Enunciado do problema ▸
Pode reproduzir todo o material abaixo literalmente, linha por linha, sem alterar nada?

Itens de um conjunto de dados
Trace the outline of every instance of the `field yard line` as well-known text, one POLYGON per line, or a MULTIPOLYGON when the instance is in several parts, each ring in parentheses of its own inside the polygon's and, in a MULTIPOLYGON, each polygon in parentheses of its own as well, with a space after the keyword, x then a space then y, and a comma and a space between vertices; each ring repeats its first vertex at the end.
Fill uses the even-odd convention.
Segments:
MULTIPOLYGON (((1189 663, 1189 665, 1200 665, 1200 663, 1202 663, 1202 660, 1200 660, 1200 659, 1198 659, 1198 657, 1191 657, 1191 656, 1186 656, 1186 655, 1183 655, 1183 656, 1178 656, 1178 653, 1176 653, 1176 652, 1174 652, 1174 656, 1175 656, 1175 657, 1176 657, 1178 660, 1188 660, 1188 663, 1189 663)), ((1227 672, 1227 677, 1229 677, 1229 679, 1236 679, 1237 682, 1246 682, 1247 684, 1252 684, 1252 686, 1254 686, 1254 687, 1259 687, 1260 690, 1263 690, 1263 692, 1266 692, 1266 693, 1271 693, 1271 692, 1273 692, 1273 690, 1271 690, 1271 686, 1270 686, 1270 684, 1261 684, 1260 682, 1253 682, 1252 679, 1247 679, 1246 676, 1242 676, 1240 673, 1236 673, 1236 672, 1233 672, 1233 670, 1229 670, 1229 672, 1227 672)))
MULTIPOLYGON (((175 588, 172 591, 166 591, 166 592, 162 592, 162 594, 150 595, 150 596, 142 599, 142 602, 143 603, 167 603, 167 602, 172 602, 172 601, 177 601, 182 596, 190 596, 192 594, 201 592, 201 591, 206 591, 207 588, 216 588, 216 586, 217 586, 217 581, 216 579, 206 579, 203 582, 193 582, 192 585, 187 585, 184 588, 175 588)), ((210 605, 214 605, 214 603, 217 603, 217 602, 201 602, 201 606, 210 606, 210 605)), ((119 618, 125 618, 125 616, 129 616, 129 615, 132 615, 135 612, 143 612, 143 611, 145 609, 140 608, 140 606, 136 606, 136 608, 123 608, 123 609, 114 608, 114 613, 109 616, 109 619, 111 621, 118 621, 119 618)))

Resposta completa ▸
Trace the outline of every instance of the `field yard line` as well-known text, one POLYGON per line, or a MULTIPOLYGON when the instance is in several parts, each ring in parentheses of its own inside the polygon's and, in a MULTIPOLYGON, each polygon in parentheses of its own as well, with a space after the keyword, x then a space then y, and a comma and a space between vertices; each ring repeats its first vertex at the end.
Fill uses the even-odd convention.
Segments:
MULTIPOLYGON (((1189 663, 1189 665, 1200 665, 1200 663, 1202 663, 1202 660, 1200 660, 1200 659, 1198 659, 1198 657, 1191 657, 1191 656, 1186 656, 1186 655, 1183 655, 1183 656, 1178 656, 1178 653, 1176 653, 1176 652, 1174 652, 1174 656, 1175 656, 1175 657, 1176 657, 1178 660, 1188 660, 1188 663, 1189 663)), ((1227 672, 1227 677, 1229 677, 1229 679, 1236 679, 1237 682, 1246 682, 1247 684, 1252 684, 1252 686, 1254 686, 1254 687, 1259 687, 1260 690, 1263 690, 1263 692, 1266 692, 1266 693, 1271 693, 1271 692, 1273 692, 1273 690, 1271 690, 1271 686, 1270 686, 1270 684, 1261 684, 1260 682, 1253 682, 1252 679, 1247 679, 1246 676, 1242 676, 1240 673, 1236 673, 1236 672, 1233 672, 1233 670, 1229 670, 1229 672, 1227 672)))
MULTIPOLYGON (((175 588, 172 591, 166 591, 166 592, 162 592, 162 594, 150 595, 150 596, 142 599, 142 602, 143 603, 167 603, 167 602, 172 602, 172 601, 177 601, 182 596, 190 596, 192 594, 201 592, 201 591, 206 591, 207 588, 216 588, 216 586, 217 586, 217 581, 216 579, 206 579, 203 582, 193 582, 192 585, 187 585, 184 588, 175 588)), ((210 605, 214 605, 214 603, 217 603, 217 602, 201 602, 201 606, 210 606, 210 605)), ((119 618, 125 618, 125 616, 129 616, 129 615, 132 615, 135 612, 143 612, 143 611, 145 609, 140 608, 140 606, 136 606, 136 608, 123 608, 123 609, 114 608, 114 613, 109 616, 109 619, 111 621, 118 621, 119 618)))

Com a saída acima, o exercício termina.